## [Set exercise]
Reproduce verbatim only the lines from the one containing "Objective — for every instance of the child's cheek, place" through the last line below, both included.
--- start of Items ---
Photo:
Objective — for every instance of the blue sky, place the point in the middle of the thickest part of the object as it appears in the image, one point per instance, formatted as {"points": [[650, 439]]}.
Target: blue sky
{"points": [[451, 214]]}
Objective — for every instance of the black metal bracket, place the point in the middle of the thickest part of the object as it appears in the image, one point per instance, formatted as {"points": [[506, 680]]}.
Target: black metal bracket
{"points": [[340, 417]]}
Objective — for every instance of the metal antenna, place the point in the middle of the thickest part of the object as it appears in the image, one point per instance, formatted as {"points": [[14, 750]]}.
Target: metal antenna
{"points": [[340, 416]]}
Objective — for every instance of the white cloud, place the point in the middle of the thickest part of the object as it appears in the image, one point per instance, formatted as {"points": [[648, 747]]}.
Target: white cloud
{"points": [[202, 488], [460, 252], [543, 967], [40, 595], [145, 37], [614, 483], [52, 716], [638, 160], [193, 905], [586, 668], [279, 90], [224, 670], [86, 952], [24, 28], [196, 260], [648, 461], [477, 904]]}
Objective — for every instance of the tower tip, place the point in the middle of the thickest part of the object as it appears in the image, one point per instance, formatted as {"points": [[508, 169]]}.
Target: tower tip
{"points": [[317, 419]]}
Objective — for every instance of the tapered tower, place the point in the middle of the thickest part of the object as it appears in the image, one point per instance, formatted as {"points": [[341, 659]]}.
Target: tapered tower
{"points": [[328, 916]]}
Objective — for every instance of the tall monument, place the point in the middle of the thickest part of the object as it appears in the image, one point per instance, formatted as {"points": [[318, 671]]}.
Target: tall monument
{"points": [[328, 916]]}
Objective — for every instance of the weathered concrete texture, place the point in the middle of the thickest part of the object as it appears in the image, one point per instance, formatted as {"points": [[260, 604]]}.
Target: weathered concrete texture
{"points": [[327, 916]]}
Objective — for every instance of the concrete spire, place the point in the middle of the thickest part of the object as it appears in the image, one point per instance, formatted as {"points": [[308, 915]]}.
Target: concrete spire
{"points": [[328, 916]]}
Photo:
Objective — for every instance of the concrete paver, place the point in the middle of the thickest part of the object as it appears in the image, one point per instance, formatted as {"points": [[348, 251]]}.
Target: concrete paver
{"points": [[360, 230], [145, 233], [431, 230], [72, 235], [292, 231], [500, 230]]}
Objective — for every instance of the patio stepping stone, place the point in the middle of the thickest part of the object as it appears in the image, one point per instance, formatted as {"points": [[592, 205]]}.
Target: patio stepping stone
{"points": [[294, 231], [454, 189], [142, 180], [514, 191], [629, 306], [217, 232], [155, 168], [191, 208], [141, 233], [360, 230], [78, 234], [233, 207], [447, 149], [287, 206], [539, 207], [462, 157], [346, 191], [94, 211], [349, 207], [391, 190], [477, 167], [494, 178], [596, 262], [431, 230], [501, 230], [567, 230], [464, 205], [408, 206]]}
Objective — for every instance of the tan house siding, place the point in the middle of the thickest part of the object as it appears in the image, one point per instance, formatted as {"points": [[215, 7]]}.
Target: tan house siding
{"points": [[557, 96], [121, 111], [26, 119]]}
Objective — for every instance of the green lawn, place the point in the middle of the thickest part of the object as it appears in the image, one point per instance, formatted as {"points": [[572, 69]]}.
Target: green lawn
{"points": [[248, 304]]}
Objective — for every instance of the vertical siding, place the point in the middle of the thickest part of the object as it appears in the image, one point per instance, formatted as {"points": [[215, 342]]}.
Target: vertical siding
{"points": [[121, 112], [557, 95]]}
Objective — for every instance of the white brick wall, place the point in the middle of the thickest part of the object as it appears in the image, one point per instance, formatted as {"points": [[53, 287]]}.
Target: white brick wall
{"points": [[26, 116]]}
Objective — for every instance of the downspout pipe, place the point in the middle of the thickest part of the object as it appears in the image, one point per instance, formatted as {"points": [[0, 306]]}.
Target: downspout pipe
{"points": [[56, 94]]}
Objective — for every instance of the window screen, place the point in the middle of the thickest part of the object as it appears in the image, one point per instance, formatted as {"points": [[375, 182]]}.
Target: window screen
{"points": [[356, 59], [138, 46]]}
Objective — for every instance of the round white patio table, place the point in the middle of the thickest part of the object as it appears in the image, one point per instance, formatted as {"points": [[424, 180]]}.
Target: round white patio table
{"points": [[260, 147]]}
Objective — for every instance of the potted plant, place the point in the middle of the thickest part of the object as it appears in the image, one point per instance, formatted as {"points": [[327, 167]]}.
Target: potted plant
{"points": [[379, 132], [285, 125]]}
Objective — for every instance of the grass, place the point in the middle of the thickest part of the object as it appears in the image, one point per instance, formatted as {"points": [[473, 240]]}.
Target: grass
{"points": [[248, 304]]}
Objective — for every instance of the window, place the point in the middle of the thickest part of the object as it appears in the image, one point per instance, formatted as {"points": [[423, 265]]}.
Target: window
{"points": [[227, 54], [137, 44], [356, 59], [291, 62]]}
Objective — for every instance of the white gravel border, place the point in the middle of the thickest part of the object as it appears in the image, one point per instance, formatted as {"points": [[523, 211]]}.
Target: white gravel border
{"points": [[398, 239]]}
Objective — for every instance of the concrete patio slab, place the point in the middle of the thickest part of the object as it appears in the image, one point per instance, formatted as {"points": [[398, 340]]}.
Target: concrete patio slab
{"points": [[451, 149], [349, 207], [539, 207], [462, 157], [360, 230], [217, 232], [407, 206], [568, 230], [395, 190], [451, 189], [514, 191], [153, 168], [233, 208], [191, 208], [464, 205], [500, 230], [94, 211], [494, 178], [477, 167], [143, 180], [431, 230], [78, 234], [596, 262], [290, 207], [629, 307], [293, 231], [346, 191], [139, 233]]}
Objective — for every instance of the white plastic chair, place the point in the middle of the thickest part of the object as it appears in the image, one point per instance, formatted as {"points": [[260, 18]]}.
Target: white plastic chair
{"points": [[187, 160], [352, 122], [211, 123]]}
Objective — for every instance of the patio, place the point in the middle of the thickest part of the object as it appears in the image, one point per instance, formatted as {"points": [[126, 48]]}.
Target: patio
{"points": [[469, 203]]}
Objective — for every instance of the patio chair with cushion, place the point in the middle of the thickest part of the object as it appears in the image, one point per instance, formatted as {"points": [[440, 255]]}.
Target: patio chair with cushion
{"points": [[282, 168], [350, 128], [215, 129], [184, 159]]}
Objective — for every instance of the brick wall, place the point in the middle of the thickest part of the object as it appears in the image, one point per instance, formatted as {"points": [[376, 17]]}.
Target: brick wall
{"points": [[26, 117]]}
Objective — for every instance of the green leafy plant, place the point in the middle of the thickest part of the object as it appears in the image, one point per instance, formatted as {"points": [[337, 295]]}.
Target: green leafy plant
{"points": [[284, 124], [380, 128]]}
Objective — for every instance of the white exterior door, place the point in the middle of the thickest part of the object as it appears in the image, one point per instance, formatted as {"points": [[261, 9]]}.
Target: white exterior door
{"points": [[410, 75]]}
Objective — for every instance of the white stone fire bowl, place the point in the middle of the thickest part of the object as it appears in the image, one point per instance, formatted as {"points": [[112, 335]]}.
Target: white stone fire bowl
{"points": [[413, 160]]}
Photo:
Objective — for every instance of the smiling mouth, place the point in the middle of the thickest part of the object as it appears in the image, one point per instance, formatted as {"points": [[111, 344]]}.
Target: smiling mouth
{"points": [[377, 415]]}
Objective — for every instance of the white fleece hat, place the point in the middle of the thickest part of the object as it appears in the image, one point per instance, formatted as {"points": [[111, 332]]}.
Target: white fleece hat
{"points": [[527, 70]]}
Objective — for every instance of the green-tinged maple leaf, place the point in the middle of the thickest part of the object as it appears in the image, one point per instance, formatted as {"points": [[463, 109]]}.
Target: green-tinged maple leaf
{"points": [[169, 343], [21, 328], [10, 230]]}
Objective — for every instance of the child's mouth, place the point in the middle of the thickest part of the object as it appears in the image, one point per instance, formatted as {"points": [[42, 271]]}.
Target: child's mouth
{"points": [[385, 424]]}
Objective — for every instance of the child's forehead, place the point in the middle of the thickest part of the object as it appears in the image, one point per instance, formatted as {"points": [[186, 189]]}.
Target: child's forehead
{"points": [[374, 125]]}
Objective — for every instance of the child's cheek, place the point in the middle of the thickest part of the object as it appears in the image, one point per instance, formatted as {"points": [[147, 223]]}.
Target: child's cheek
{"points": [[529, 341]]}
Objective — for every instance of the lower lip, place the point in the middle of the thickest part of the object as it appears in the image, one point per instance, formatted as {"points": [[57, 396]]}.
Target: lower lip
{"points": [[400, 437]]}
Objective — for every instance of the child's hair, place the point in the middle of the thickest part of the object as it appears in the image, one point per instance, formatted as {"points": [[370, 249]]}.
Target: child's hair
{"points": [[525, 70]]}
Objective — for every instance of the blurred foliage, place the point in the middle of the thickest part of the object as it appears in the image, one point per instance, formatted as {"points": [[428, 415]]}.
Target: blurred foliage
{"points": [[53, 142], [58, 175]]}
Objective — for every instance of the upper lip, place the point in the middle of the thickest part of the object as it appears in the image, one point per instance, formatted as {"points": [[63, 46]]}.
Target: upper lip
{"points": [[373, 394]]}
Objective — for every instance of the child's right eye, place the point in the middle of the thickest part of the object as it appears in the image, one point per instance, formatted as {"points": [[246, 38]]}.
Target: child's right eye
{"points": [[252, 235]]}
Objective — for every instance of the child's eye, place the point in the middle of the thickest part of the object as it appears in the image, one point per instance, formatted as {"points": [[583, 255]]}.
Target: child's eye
--- end of Items ---
## [Answer to the exercise]
Objective — for every instance of the child's cheek, place the point in the middle of the thickest part of the object as it appears in the image, one point per instance, formatted as {"points": [[147, 223]]}.
Target: child's cheek
{"points": [[529, 341]]}
Objective — for every instance of the lower lip, place the point in the middle of the thickest part of the object as it appears in the image, one point per instance, formatted as {"points": [[57, 396]]}.
Target: lower lip
{"points": [[400, 437]]}
Objective — for every instance of the child's hair, place the point in the middle of the thickest part of the object as it appears in the image, one point per instance, formatted as {"points": [[370, 249]]}.
Target: child's hair
{"points": [[525, 70]]}
Objective — for every instance of the blurred foliage, place the point in the middle of the thickest part of the object as it appears in the image, one point per instance, formatted as {"points": [[428, 415]]}.
Target: blurred foliage
{"points": [[53, 142], [58, 175]]}
Objective — for every instance of the upper lip, place the point in the middle of the thickest part of the object as it appears in the image, one point per instance, formatted as {"points": [[63, 46]]}.
Target: upper lip
{"points": [[373, 394]]}
Objective — for every instance of the child's right eye, place the point in the middle of the thickest part of the object as it appears in the image, one point per instance, formatted as {"points": [[246, 38]]}.
Target: child's right eye
{"points": [[252, 235]]}
Objective — for every instance of the child's eye, place the point in the middle of the thickest part of the object as it appears in the image, one point per instance, formatted as {"points": [[583, 255]]}.
Target: child's eye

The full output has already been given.